▶ **EXERCISE AIM**
Reproduce the entries. Match every word.

--- RECORDS Enclosed Below ---

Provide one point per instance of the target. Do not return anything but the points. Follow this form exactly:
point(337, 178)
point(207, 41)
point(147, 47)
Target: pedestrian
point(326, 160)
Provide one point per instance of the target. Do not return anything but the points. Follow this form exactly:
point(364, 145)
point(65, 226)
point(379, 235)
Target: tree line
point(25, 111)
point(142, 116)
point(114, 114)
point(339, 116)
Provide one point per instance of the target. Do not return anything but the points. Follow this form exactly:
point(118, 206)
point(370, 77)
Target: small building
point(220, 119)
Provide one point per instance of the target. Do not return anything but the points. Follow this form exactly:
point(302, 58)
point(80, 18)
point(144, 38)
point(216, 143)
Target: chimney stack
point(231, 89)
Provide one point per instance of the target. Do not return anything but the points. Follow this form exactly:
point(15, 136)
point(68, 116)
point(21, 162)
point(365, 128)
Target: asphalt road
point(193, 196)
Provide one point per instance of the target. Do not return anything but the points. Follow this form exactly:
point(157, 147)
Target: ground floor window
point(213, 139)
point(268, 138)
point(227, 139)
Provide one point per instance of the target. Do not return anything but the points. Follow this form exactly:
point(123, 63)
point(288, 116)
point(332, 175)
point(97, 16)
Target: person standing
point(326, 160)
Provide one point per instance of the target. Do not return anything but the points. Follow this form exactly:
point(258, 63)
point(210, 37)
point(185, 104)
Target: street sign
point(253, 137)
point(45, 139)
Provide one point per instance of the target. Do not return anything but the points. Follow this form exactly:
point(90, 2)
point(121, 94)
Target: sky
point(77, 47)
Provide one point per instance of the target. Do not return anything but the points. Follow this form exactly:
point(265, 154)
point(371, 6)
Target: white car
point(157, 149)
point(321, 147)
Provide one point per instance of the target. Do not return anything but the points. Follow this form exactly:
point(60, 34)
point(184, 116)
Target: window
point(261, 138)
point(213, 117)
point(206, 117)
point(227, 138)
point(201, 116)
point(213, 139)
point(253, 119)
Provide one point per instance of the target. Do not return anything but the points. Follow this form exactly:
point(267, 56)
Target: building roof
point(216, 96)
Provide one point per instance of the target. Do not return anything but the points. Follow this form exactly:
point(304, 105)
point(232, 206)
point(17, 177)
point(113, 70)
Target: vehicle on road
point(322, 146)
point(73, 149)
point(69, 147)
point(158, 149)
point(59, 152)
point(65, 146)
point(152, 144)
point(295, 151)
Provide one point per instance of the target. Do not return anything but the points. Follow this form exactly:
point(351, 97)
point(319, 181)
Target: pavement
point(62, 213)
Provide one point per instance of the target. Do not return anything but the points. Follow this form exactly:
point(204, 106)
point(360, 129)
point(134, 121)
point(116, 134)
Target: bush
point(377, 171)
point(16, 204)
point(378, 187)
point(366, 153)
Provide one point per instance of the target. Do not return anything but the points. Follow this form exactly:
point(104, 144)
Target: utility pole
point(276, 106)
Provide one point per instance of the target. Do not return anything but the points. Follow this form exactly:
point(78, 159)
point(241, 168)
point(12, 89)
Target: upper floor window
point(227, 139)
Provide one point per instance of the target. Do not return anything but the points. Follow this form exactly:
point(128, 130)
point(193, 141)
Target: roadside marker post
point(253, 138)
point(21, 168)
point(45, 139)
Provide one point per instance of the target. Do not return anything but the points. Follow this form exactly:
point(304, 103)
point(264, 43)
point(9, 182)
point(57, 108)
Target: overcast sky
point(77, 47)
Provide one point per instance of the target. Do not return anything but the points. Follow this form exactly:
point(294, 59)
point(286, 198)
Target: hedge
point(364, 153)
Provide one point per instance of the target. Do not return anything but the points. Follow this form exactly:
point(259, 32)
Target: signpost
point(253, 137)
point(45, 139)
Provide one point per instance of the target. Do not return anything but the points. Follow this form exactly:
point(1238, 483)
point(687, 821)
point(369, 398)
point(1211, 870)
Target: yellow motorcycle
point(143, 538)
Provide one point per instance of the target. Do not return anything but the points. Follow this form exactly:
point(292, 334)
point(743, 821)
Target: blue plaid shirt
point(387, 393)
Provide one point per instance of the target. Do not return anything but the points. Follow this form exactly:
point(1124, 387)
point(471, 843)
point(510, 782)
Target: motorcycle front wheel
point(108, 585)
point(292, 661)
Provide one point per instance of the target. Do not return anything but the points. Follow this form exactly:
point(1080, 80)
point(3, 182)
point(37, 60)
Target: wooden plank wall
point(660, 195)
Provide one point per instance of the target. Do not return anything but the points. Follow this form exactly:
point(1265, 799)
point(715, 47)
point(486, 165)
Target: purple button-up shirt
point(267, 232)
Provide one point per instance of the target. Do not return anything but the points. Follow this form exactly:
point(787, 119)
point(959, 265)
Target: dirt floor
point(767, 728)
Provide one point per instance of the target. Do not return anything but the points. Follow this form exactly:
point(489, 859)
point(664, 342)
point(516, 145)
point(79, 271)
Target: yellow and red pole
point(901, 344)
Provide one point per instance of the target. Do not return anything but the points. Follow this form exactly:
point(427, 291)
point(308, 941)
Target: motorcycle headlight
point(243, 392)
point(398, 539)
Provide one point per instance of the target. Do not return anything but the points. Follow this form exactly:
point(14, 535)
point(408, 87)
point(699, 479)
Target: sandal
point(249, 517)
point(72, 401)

--- End of Enclosed RECORDS ---

▶ **WRITTEN REPLY**
Provide one point per instance of the target. Do not return anything but the points. Follow this form exactly:
point(337, 178)
point(207, 41)
point(147, 47)
Target: pedestrian
point(326, 160)
Provide one point per instance of the target. Do not return anything but the points. Follow this form exactly:
point(364, 145)
point(65, 226)
point(379, 235)
Target: tree line
point(25, 111)
point(142, 116)
point(114, 114)
point(339, 116)
Provide one point per instance of the target. Do not return anything but the points. Follow this form exactly:
point(118, 206)
point(370, 77)
Target: small building
point(220, 119)
Provide one point per instance of the target. Do not return anything but the points. Follow this form exactly:
point(302, 58)
point(80, 18)
point(144, 38)
point(216, 143)
Target: chimney stack
point(231, 89)
Provide one point per instance of the target. Do not return anything but the points. Follow this form exactly:
point(15, 136)
point(68, 116)
point(21, 162)
point(365, 128)
Target: asphalt road
point(193, 196)
Provide one point per instance of the target. Do not return anything but the points. Follow this form exactly:
point(157, 147)
Target: ground floor window
point(213, 139)
point(268, 138)
point(227, 139)
Provide one point per instance of the target. Do not return anything but the points. Follow this form exactly:
point(123, 63)
point(288, 116)
point(332, 175)
point(97, 16)
Target: person standing
point(326, 160)
Provide one point per instance of the target. Do not return anything but the points. Follow this form exactly:
point(258, 63)
point(210, 37)
point(185, 104)
Target: street sign
point(253, 137)
point(45, 139)
Provide one point per instance of the target. Do not return anything but the points. Follow this form exactly:
point(90, 2)
point(121, 94)
Target: sky
point(77, 47)
Provide one point per instance of the target. Do not return anything but the points. Follow this form exactly:
point(265, 154)
point(371, 6)
Target: white car
point(157, 149)
point(321, 147)
Provide one point per instance of the target. Do not return anything but the points. Follow this form exactly:
point(60, 34)
point(184, 116)
Target: window
point(261, 138)
point(213, 117)
point(206, 117)
point(227, 138)
point(201, 116)
point(213, 139)
point(253, 119)
Provide one point per instance of the target. Do not return anything but the points. Follow this form exactly:
point(267, 56)
Target: building roof
point(216, 96)
Provide one point per instance of the target. Do not return anything but the points. Follow this form exactly:
point(304, 105)
point(232, 206)
point(17, 177)
point(113, 70)
Target: vehicle on road
point(322, 146)
point(73, 149)
point(69, 147)
point(158, 149)
point(59, 152)
point(65, 146)
point(152, 144)
point(295, 151)
Provide one point per instance of the target. Do not return anything but the points. Follow this form exactly:
point(351, 97)
point(319, 181)
Target: pavement
point(62, 213)
Provide one point per instance of the target. Do not return anything but the points. Follow this form exactly:
point(204, 106)
point(360, 129)
point(134, 121)
point(116, 134)
Target: bush
point(377, 171)
point(16, 204)
point(378, 187)
point(366, 153)
Provide one point per instance of the target. Do not return anything but the points. Follow this form exactly:
point(104, 144)
Target: utility pole
point(276, 106)
Provide one point per instance of the target. Do not return anything but the points. Follow this form exactly:
point(78, 159)
point(241, 168)
point(12, 89)
Target: upper floor window
point(227, 139)
Provide one point per instance of the target. Do not return anything but the points. Follow this form exactly:
point(128, 130)
point(193, 141)
Target: roadside marker post
point(253, 138)
point(21, 168)
point(45, 139)
Provide one point per instance of the target. Do not return anything but the points. Follow this form exactly:
point(304, 103)
point(264, 43)
point(9, 182)
point(57, 108)
Target: overcast sky
point(77, 47)
Provide one point per instance of the target. Do not return anything but the points. Follow this form exactly:
point(294, 59)
point(286, 198)
Target: hedge
point(364, 153)
Provide one point per instance of the target. Do not return anything but the points. Follow this form exactly:
point(259, 32)
Target: signpost
point(253, 137)
point(45, 139)
Provide one point per instance of the target. Do not return anything but the points. Follow this form exactly:
point(1238, 483)
point(687, 821)
point(369, 398)
point(1211, 870)
Target: yellow motorcycle
point(143, 538)
Provide one point per instance of the target. Do not return anything but the points. Follow this form exactly:
point(292, 334)
point(743, 821)
Target: blue plaid shirt
point(387, 393)
Provide one point per instance of the target. Do not return anything but the points. Follow this form exactly:
point(1124, 387)
point(471, 843)
point(510, 782)
Target: motorcycle front wheel
point(108, 585)
point(292, 661)
Provide one point per instance of the target. Do not return anything but the points. Follow this form exactly:
point(1080, 80)
point(3, 182)
point(37, 60)
Target: wooden plank wall
point(660, 195)
Provide one point per instance of the target. Do not return anything but the points. Follow this form exactly:
point(1265, 799)
point(715, 47)
point(486, 165)
Target: purple button-up shirt
point(267, 232)
Provide one point per instance of the target. Do not return anything but the points. Follow this form exactly:
point(787, 119)
point(959, 265)
Target: dirt floor
point(767, 728)
Provide one point per instance of the target. Do not return anything but the points. Follow this form exactly:
point(489, 859)
point(664, 342)
point(516, 145)
point(79, 271)
Target: yellow and red pole
point(901, 344)
Provide one point per instance of the target. Do not return anything but the points. Follow this form exactly:
point(427, 291)
point(308, 941)
Target: motorcycle headlight
point(243, 392)
point(398, 539)
Provide one point per instance of the target. Do not return anything but the points. Follow this form exactly:
point(14, 535)
point(408, 87)
point(699, 479)
Target: sandal
point(249, 517)
point(72, 401)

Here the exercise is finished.